_To be done_: Your task is to return the line containing "# test: mark the purple" plus every line after it, exactly and with nothing added.
+===+
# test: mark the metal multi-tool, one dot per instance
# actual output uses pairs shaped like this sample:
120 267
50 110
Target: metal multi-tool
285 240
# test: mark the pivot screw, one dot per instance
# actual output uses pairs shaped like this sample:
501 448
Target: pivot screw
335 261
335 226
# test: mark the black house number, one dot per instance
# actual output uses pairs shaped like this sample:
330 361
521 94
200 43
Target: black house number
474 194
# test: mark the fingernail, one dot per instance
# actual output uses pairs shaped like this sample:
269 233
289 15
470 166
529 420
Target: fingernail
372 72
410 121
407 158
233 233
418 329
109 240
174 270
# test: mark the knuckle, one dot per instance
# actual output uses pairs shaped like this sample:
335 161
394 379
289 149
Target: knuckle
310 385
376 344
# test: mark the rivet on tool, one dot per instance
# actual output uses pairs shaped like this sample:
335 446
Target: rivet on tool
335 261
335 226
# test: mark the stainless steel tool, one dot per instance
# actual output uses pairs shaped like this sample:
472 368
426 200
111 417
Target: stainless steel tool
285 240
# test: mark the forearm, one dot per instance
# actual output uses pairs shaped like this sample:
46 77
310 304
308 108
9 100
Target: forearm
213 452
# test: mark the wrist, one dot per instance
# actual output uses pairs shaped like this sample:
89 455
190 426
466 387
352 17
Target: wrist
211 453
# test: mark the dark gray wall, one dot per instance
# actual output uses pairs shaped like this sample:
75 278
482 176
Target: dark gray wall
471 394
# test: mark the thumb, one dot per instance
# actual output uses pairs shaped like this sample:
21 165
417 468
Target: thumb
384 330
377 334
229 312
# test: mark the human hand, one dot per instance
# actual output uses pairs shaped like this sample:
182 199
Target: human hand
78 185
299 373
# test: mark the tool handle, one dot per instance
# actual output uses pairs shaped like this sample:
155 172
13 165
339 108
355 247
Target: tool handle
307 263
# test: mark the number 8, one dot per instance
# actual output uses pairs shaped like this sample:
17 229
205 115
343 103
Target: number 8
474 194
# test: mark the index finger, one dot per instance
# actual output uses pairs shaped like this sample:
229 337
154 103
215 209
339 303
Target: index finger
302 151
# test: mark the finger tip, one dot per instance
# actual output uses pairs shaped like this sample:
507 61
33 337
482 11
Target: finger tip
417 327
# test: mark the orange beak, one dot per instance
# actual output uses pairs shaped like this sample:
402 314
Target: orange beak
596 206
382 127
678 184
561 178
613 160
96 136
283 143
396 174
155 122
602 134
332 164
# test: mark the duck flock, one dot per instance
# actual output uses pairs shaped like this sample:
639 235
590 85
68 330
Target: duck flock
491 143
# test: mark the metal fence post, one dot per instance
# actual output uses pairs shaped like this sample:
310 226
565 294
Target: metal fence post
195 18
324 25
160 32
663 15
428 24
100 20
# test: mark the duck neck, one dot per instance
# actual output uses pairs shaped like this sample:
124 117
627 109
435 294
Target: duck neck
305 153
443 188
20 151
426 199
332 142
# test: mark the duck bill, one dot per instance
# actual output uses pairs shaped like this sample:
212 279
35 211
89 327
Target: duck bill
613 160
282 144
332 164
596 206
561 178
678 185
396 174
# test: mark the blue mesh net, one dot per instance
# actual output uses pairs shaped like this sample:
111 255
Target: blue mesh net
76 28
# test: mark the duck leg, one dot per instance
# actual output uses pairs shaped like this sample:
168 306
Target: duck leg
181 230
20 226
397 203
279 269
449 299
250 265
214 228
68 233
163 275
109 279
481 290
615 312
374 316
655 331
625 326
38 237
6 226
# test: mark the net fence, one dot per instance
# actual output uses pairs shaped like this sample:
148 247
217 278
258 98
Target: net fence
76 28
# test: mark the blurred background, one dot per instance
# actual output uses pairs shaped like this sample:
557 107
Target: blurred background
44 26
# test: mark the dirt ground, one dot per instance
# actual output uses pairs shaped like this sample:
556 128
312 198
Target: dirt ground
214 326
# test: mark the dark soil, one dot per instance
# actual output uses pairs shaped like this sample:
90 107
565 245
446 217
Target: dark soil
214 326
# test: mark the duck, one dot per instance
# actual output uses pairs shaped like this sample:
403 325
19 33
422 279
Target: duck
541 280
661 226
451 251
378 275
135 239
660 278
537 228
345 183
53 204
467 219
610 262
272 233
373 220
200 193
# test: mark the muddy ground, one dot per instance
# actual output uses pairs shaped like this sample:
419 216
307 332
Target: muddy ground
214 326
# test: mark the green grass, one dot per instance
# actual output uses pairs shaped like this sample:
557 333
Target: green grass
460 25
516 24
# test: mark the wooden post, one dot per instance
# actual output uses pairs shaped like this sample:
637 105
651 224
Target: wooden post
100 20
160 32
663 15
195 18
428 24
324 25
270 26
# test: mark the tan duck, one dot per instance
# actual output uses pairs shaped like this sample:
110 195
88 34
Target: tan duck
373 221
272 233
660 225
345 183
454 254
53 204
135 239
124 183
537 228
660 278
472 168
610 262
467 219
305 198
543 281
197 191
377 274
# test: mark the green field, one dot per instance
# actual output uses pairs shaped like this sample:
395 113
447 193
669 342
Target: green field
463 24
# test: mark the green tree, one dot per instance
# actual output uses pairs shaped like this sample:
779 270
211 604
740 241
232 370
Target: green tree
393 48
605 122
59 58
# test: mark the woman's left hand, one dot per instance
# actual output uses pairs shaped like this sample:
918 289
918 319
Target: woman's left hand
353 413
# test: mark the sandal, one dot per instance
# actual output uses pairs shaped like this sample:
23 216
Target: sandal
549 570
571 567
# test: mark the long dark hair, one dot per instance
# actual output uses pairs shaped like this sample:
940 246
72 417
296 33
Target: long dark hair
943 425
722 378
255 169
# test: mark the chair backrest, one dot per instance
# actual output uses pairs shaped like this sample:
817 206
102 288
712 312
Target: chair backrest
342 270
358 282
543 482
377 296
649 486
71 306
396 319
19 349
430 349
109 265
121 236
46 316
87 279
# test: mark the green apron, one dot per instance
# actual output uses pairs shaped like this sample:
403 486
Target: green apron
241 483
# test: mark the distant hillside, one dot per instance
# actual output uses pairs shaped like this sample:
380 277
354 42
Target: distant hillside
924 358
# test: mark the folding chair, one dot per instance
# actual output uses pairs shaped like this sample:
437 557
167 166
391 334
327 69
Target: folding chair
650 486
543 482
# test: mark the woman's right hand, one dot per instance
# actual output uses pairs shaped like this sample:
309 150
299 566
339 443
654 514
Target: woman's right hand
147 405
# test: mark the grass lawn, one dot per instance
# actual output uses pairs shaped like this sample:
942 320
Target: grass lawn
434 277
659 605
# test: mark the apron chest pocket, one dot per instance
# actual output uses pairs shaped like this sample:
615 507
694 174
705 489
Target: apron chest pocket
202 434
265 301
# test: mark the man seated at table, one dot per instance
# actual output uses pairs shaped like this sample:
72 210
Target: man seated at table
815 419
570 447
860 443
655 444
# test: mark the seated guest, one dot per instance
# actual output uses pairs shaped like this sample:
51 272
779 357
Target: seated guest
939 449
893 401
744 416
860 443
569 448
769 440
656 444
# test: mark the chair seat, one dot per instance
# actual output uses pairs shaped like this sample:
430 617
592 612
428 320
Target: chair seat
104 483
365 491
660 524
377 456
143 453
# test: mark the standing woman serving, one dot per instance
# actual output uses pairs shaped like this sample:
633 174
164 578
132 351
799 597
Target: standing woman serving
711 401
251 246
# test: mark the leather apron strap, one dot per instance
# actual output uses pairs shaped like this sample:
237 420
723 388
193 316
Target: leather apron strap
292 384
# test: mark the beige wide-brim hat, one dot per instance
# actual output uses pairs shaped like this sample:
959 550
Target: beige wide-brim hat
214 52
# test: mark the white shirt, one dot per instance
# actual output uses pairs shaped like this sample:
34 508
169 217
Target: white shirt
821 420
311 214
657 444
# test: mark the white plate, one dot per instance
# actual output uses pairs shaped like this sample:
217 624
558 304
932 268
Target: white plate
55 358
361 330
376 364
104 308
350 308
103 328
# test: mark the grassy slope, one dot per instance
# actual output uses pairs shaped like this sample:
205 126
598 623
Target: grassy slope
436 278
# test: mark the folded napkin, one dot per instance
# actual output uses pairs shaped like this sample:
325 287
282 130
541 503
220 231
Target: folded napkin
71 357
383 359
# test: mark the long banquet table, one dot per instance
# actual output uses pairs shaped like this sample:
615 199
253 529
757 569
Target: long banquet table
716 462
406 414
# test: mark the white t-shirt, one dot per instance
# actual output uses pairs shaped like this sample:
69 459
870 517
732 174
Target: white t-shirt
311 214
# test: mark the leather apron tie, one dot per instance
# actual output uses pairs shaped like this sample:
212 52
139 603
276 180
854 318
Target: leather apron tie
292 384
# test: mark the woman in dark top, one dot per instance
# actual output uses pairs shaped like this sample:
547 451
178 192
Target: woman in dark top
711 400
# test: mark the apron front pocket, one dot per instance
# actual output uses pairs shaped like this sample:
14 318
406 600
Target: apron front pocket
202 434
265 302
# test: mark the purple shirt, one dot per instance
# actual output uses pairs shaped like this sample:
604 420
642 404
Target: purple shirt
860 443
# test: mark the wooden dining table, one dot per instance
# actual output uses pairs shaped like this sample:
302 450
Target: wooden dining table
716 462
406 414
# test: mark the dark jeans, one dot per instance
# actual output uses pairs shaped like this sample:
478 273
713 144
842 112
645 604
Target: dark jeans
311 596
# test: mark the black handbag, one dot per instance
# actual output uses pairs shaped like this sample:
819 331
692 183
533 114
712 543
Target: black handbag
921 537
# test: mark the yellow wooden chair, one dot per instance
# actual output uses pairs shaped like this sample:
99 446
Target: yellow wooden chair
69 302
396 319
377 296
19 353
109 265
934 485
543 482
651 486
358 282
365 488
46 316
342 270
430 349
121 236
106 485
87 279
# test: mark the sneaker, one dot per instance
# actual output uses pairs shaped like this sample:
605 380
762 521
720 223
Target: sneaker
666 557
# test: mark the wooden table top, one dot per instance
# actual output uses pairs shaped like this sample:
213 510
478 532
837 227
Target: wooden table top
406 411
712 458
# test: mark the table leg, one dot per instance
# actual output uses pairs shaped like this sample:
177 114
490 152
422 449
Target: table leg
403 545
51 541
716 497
+===+
_Correct response_:
# test: mark the purple shirt, one dot per instance
# actual output uses pairs shaped like this sample:
604 420
642 404
Target: purple shirt
860 443
# test: mark the wooden dining table, one dot per instance
# actual output uses pairs shaped like this sample:
302 450
Target: wooden dining table
716 462
406 414
# test: mark the dark jeans, one dot per instance
# actual output uses pairs shaped like this sample:
478 273
713 144
842 112
645 604
Target: dark jeans
311 596
# test: mark the black handbag, one dot per instance
# actual output uses pairs shaped like this sample:
819 331
692 183
533 114
712 543
Target: black handbag
921 537
# test: mark the yellow wooden chair, one dot per instance
# actual output uses pairs shaped like this sample:
99 446
Target: yellow wooden chair
69 302
396 319
377 296
19 353
109 265
934 485
543 482
651 486
358 282
365 488
46 316
342 270
430 349
121 236
106 485
87 279
# test: mark the sneaker, one dot per instance
# actual output uses pairs shaped like this sample:
605 380
762 521
720 223
Target: sneaker
666 557
# test: mark the wooden table top, one dot per instance
# actual output uses pairs shaped like this sample:
213 510
478 532
837 227
Target: wooden table top
406 411
712 458
# test: mark the table leg, one dot per instance
# actual output uses pairs shaped like this sample:
177 114
490 152
422 449
Target: table leg
403 545
51 541
716 497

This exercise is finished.